### SET EXERCISE A
Could you print the stretch of the passage on UK nutrition funding from "Interventions that address underlying" through "billion (US$6.7 billion).", word for word?
━━━━━ PASSAGE SHOWN
Interventions that address immediate causes of undernutrition and have the improvement of nutrition as their primary objective. (i.e. support for exclusive breastfeeding, supplementary feeding, etc.)
Interventions that address underlying causes of malnutrition and take into account cross-sector actions and impacts (i.e. improving access to diverse foods).
The UK committed to providing £1.8 billion (US$2.4 billion) to tackle global malnutrition over the next eight years. The announcement came as a surprise following the UK’s marked failure to make a pledge at the Nutrition for Growth Summit in December 2021, the only major donor abstaining from a pledge. While the financial commitment has been welcomed by many NGOs, many have noted disappointment; the commitment represents a considerably lower amount than what the UK spent between 2013- 2020, which is estimated to have been between £2.6 billion (US$3.5 billion) and £5 billion (US$6.7 billion).
The UK spent US$167 million or less than 1% of its total ODA on basic nutrition in 2019, according to Organisation for Economic Co-operation and Development (OECD) Development Assistance Committee (DAC) data. ODA funding for basic nutrition has fluctuated from US$96 million in 2015, peaking to US$194 million in 2017, only to decrease to 2019 levels. The former Department for International Development (DFID) was responsible for nutrition programs in low-income countries. DFID’s total ODA spend on nutrition-related projects amounted to US$888 million in 2018, according to the 2020 MQSUN+ Report. Nutrition-related projects included ODA spend on both nutrition-specific (US$160 million) and nutrition-sensitive (US$729million) projects.
━━━━━━━━━━
### SET EXERCISE B
Can you locate every line in the listing below that contains the string "blurred" and copy each of those lines?
━━━━━ INFORMATION SUPPLIED
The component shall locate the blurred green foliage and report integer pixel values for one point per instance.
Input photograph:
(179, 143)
━━━━━━━━━━
━━━━━ INFORMATION SUPPLIED
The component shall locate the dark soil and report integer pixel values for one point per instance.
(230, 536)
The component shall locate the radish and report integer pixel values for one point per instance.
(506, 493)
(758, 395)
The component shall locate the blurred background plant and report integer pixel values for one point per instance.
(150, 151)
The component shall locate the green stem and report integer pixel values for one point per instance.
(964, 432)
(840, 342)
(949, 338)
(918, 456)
━━━━━━━━━━
### CORRECT RESULT A
Interventions that address underlying causes of malnutrition and take into account cross-sector actions and impacts (i.e. improving access to diverse foods).
The UK committed to providing £1.8 billion (US$2.4 billion) to tackle global malnutrition over the next eight years. The announcement came as a surprise following the UK’s marked failure to make a pledge at the Nutrition for Growth Summit in December 2021, the only major donor abstaining from a pledge. While the financial commitment has been welcomed by many NGOs, many have noted disappointment; the commitment represents a considerably lower amount than what the UK spent between 2013- 2020, which is estimated to have been between £2.6 billion (US$3.5 billion) and £5 billion (US$6.7 billion).

### CORRECT RESULT B
The component shall locate the blurred green foliage and report integer pixel values for one point per instance.
The component shall locate the blurred background plant and report integer pixel values for one point per instance.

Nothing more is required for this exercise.